# [TASK DESCRIPTION]
Pick up the passage on the ENCODE authors' case for genome-wide function where it stops, and write the next few paragraphs.

# [TEXT PASSAGE]
========
Their next paragraph summarizes their argument for nearly universal function. It’s strange because it is so orthogonal to the previous paragraph: I’d expect at least some token effort would be made to address the constraints imposed by the evolutionary perspective, but no…the authors make no effort at all to reconcile what evolutionary biologists have said with what they claim to have discovered.
That’s just weird.
Here’s their argument: most of the genome gets biochemically modified to some degree and for some of the time.
Case for Abundant Functional Genomic Elements. Genome-wide biochemical studies, including recent reports from ENCODE, have revealed pervasive activity over an unexpectedly large fraction of the genome, including noncoding and nonconserved regions and repeat elements. Such results greatly increase upper bound estimates of candidate functional sequences. Many human genomic regions previously assumed to be nonfunctional have recently been found to be teeming with biochemical activity, including portions of repeat elements, which can be bound by transcription factors and transcribed, and are thought to sometimes be exapted into novel regulatory regions. Outside the 1.5% of the genome covered by protein-coding sequence, 11% of the genome is associated with motifs in transcription factor-bound regions or high-resolution DNase footprints in one or more cell types, indicative of direct contact by regulatory proteins. Transcription factor occupancy and nucleosome-resolution DNase hypersensitivity maps overlap greatly and each cover approximately 15% of the genome. In aggregate, histone modifications associated with promoters or enhancers mark ∼20% of the genome, whereas a third of the genome is marked by modifications associated with transcriptional elongation. Over half of the genome has at least one repressive histone mark. In agreement with prior findings of pervasive transcription, ENCODE maps of polyadenylated and total RNA cover in total more than 75% of the genome. These already large fractions may be underestimates, as only a subset of cell states have been assayed. However, for multiple reasons discussed below, it remains unclear what proportion of these biochemically annotated regions serve specific functions.
========
# [SUPPLIED INFORMATION]
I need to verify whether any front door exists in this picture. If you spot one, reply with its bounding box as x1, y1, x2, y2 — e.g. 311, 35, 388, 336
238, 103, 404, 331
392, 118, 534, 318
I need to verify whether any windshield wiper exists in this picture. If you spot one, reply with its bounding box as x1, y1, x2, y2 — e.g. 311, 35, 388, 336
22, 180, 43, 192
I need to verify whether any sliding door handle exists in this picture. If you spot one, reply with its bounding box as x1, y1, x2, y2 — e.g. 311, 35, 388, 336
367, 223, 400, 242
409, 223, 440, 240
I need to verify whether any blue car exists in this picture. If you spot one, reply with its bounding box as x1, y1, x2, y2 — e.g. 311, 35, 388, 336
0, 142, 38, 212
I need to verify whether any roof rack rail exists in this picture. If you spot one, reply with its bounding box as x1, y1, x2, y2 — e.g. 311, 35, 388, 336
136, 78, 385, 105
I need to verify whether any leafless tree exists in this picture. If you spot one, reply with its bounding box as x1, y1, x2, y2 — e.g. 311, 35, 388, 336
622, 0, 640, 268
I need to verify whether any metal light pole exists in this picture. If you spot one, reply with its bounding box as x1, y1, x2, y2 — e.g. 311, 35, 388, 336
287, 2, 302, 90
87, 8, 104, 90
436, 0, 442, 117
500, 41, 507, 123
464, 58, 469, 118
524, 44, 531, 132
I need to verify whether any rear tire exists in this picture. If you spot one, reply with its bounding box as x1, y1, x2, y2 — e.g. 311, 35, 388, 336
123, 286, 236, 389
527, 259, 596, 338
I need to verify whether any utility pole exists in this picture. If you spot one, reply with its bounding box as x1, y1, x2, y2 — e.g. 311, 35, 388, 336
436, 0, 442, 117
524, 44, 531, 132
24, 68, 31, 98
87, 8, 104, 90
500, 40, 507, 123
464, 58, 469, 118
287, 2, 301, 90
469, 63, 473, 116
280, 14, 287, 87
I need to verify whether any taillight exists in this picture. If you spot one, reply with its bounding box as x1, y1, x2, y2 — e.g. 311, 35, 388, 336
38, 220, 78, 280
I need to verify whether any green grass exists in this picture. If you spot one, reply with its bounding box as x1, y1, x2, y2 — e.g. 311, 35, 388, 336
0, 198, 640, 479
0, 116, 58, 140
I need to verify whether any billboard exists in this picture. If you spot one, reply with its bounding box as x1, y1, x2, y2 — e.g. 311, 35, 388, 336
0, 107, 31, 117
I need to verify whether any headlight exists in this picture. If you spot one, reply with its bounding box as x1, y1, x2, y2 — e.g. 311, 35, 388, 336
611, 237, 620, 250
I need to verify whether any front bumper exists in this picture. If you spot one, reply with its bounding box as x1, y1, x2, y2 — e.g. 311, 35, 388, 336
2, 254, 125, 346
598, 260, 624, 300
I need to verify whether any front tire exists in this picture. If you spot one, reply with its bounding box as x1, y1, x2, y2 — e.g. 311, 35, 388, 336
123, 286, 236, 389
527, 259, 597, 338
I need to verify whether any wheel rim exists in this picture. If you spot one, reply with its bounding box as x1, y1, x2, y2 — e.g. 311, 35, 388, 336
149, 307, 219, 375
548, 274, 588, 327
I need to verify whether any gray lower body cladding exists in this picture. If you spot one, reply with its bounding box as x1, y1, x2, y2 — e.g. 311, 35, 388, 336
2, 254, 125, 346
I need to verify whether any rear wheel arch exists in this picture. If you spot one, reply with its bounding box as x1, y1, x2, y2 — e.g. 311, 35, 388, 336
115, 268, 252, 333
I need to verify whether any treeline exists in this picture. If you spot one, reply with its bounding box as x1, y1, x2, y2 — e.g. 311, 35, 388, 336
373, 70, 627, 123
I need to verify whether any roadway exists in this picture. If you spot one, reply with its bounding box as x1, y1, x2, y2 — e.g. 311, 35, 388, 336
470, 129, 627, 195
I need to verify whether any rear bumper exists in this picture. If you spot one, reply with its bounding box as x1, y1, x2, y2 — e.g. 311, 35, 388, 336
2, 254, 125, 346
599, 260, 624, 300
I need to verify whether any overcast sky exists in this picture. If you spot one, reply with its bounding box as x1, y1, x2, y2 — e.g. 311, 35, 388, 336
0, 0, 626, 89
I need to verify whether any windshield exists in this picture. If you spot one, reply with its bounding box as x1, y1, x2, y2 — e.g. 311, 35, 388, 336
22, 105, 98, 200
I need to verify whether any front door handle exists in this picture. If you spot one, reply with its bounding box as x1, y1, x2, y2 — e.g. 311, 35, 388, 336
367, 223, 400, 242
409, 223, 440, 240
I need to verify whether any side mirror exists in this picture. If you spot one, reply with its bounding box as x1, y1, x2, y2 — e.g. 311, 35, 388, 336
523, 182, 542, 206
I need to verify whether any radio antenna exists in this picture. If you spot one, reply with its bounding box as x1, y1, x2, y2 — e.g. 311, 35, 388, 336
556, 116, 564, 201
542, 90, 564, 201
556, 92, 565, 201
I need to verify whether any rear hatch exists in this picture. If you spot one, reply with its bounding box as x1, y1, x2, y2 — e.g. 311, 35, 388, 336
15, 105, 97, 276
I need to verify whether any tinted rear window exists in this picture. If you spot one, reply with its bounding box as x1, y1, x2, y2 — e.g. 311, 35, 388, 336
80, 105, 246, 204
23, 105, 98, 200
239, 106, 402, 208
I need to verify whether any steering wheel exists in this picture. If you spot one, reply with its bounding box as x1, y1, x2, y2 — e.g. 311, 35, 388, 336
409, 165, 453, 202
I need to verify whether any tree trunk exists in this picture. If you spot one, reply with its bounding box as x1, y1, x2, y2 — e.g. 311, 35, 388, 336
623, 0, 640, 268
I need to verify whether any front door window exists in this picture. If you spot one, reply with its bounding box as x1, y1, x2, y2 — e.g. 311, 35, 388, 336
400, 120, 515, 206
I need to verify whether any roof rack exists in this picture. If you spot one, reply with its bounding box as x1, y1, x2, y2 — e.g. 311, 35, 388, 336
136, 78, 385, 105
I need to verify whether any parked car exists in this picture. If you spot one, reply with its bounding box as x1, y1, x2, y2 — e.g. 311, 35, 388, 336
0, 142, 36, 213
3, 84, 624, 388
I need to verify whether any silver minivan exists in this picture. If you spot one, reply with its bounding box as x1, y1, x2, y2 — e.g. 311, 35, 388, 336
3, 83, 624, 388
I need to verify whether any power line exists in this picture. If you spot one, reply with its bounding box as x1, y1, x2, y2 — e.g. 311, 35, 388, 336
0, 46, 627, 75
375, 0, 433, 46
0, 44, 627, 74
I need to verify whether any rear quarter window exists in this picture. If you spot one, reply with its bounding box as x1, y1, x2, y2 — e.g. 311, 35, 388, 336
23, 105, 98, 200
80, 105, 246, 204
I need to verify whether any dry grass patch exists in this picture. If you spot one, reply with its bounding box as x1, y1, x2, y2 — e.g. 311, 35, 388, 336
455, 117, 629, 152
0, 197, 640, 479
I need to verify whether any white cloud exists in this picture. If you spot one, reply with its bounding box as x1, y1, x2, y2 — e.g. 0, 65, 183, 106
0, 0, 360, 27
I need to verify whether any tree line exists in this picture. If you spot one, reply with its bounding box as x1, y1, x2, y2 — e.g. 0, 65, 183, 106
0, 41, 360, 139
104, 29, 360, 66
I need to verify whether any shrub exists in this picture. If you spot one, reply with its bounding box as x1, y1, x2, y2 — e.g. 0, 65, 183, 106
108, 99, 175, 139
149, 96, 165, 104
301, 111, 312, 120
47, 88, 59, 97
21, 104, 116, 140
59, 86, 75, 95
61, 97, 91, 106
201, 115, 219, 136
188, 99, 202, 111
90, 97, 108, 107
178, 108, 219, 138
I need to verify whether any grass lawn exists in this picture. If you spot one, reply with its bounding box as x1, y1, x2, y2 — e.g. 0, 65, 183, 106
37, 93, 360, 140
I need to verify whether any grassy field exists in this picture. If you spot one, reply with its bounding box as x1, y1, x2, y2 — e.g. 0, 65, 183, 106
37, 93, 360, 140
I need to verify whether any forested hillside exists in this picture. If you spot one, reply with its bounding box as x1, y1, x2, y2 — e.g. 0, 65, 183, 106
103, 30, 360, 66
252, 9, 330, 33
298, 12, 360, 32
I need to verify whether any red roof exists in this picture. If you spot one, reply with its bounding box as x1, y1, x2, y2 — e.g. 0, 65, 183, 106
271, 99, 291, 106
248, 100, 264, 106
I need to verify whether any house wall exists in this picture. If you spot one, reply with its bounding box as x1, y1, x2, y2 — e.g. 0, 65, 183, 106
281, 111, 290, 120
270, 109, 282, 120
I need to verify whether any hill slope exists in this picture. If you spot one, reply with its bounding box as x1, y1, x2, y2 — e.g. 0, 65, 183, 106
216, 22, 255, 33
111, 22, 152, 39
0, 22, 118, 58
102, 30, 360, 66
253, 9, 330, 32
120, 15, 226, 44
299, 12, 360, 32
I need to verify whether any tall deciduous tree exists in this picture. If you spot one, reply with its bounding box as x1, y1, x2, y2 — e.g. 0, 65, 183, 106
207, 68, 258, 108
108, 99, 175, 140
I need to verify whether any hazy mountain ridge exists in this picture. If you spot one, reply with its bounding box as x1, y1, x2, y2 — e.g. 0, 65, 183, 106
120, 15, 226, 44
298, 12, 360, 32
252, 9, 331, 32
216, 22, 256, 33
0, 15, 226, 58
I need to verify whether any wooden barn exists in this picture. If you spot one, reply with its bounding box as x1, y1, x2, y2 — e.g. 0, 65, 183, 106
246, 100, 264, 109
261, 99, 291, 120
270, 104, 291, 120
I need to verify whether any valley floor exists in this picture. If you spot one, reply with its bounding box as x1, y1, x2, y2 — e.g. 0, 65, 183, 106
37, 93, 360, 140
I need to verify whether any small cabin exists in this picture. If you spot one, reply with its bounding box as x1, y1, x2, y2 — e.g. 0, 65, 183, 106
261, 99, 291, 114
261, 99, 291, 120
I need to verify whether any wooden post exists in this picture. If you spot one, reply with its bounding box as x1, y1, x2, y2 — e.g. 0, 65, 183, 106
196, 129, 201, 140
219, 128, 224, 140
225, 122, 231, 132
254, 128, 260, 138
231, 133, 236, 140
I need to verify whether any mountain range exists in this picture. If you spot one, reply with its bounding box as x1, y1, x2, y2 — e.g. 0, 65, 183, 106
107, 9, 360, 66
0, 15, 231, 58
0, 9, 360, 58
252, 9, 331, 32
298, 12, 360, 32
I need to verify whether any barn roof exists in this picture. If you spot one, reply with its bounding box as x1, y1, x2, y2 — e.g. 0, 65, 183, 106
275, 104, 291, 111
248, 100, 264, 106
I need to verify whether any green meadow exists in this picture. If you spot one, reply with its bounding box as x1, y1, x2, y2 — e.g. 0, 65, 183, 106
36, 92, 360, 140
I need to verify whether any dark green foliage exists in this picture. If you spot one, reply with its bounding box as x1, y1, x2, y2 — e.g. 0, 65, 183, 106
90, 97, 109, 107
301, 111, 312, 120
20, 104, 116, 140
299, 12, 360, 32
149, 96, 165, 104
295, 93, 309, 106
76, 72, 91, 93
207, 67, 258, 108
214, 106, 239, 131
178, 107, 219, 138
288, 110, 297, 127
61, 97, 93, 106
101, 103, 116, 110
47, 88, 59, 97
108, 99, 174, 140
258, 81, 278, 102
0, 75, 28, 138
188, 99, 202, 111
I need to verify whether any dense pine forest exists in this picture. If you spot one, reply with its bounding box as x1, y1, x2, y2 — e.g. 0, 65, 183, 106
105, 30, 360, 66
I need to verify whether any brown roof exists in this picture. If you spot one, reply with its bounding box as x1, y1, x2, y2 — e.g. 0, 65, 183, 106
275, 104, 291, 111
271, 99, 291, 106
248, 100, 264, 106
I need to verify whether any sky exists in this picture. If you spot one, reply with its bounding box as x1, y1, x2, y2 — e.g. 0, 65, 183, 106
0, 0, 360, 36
========
# [RESPONSE AREA]
That’s fine. Chunks of DNA get shut down to transcription by enzymatic modification; we’ve known that for a long time, but it’s generally regarded as evidence that that bit of DNA does not have a useful function. But to ENCODE, DNA that is silenced counts as a function. Footprint studies find that lots of bits of DNA get weakly or transiently bound by transcription factors; no surprise, it’s what you’d expect of the stochastic processes of biochemistry. Basically they’re describing behavior as functional that which is more reasonably described as noise in the system, and declaring that it trumps all the evolutionary and genetic and developmental and phylogenetic observations of the genome.
No, I’m being too charitable. They aren’t even trying to explain how that counters all the other evidence — they’re just plopping out their observations and hoping we don’t notice that they are failing to account for everything else.
I rather like Dan Graur’s dismissal of their logic.
Actually, ENCODE should have included “DNA replication” in its list of “functions,” and turn the human genome into a perfect 100% functional machine. Then, any functional element would have had a 100% of being in the ENCODE list.